Collection entries:
════════
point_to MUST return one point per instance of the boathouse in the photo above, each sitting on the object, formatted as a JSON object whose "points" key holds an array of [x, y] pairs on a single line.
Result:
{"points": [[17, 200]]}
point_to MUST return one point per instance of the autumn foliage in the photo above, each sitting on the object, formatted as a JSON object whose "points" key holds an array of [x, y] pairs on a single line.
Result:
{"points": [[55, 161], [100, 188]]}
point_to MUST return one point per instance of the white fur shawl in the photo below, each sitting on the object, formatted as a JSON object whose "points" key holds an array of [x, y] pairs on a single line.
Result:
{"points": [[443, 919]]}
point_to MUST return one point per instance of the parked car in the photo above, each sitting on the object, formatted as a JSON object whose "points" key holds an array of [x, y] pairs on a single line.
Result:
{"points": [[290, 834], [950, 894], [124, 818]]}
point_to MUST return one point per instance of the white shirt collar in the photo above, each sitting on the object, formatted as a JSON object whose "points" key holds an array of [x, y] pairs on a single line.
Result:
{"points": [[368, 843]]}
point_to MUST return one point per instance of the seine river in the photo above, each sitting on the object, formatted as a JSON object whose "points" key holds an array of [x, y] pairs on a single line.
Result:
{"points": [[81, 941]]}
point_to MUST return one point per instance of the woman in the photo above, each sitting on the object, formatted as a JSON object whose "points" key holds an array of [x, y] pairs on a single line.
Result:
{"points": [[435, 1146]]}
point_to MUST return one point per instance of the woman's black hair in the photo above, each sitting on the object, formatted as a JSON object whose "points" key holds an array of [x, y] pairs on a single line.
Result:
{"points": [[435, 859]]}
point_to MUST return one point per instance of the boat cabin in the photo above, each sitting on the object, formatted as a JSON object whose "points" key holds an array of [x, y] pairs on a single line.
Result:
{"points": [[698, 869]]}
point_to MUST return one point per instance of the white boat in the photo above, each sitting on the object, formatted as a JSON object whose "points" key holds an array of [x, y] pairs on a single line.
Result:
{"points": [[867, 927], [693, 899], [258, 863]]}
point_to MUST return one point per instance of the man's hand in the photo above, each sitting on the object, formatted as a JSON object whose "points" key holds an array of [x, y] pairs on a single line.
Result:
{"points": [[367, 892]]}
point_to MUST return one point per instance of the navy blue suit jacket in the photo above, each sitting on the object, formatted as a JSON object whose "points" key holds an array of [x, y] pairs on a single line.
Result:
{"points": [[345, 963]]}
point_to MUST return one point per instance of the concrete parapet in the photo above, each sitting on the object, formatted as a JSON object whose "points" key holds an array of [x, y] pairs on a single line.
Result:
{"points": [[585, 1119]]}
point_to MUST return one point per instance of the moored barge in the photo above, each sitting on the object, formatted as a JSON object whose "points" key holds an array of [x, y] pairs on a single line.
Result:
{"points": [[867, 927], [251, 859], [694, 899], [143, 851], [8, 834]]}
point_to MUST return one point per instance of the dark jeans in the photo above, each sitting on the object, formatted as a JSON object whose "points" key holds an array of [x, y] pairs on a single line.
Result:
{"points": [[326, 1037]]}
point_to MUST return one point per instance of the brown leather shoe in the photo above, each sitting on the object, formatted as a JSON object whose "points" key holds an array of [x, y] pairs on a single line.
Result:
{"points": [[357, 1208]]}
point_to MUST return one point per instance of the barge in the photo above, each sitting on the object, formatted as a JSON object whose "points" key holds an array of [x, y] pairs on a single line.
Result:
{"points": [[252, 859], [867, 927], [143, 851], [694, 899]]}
════════
> Prompt
Each entry above is to be copied out exactly as written.

> Answer box
point_to MUST return one point per instance of the boathouse in the photo above, each sitting on the object, formatted as a JSON object whose "points" key holds an array of [x, y] pairs on a single line.
Result:
{"points": [[17, 200]]}
point_to MUST return one point per instance of the autumn foliage in the photo above, each sitting on the object, formatted as a JSON object whose "points" key holds an array of [x, y] pairs on a single line.
Result:
{"points": [[55, 161], [100, 188]]}
point_to MUST return one point per instance of the white fur shawl in the photo below, each sitting on the object, formatted as a JSON object whose "points" key holds an array of [x, y] pairs on a single line.
Result:
{"points": [[443, 919]]}
point_to MUST return one point per instance of the parked car in the photo above, each sitting on the object, formatted as a JSON object whose "points" key holds an array of [x, y] pairs on a single line.
Result:
{"points": [[290, 834], [950, 894], [124, 818]]}
point_to MUST return one point per instance of the white shirt collar in the photo above, each sitting on the object, formatted as a JSON object whose "points" key holds an array of [x, y] pairs on a single line.
Result:
{"points": [[368, 843]]}
point_to MUST return one point per instance of the seine river in the photo above, each sitting on the object, formatted as a JSON object whose "points" key holds an array of [x, y] pairs on a single line.
Result:
{"points": [[81, 941]]}
point_to MUST return one point per instance of the woman in the photo above, each sitting on the object, formatted as a JSON object whose "points" key holds an array of [x, y] pairs on a single line.
Result:
{"points": [[435, 1146]]}
point_to MUST return one point per instance of the woman's black hair in the photo above, each sitting on the object, formatted as a JSON object whose "points" key holds an array of [x, y] pairs on a single line.
Result:
{"points": [[435, 859]]}
point_to MUST return one point per instance of the boat cabin in the photo above, each sitting on the object, formatted as a JSON object whose "points" key holds an array of [x, y] pairs on a single line.
Result:
{"points": [[698, 869]]}
point_to MUST return one point per instance of the white boat in the photo above, each sitting on the object, formatted as a JSON object whose "points" key holds an array of [x, y] pairs on a single line.
Result:
{"points": [[867, 927], [693, 899], [258, 863]]}
point_to MUST return one point per instance of the man's hand in the photo above, each sitting on the object, formatted as a JSON object whose "points" key holds an array of [x, y] pairs on a single line.
Result:
{"points": [[367, 892]]}
point_to MUST return one point per instance of the navy blue suit jacket in the photo above, each sitting on the object, formatted as a JSON object whose "points" key holds an array of [x, y] pairs on a single line.
Result:
{"points": [[345, 963]]}
point_to MUST return one point per instance of the concrete parapet in the photo above, each sitting on the object, formatted as a JSON object whose "points" key holds an array of [x, y] pairs on a single line.
Result:
{"points": [[585, 1119]]}
point_to MUST return one point per instance of the moored barge in the photo above, each sitting on the object, formatted as a JSON object whose "points" key holds an array of [x, y] pairs on a single line.
Result:
{"points": [[867, 927], [251, 859], [694, 899], [143, 851], [8, 834]]}
point_to MUST return one point per instance of the dark jeans in the photo above, each sitting on the object, formatted as a JSON object whose "points" key holds an array of [x, y] pairs on a single line.
Result:
{"points": [[326, 1037]]}
point_to MUST return one point per instance of the brown leather shoe in the photo above, each sitting on the object, formatted as a JSON object whose "points" key holds an array of [x, y] pairs on a single line.
Result:
{"points": [[357, 1208]]}
point_to MUST return one point per instance of the barge in the photo above, each sitting on the object, formatted as a JSON object whose "points" key holds an array of [x, y] pairs on a single line.
Result:
{"points": [[252, 859], [867, 927], [143, 851], [694, 899]]}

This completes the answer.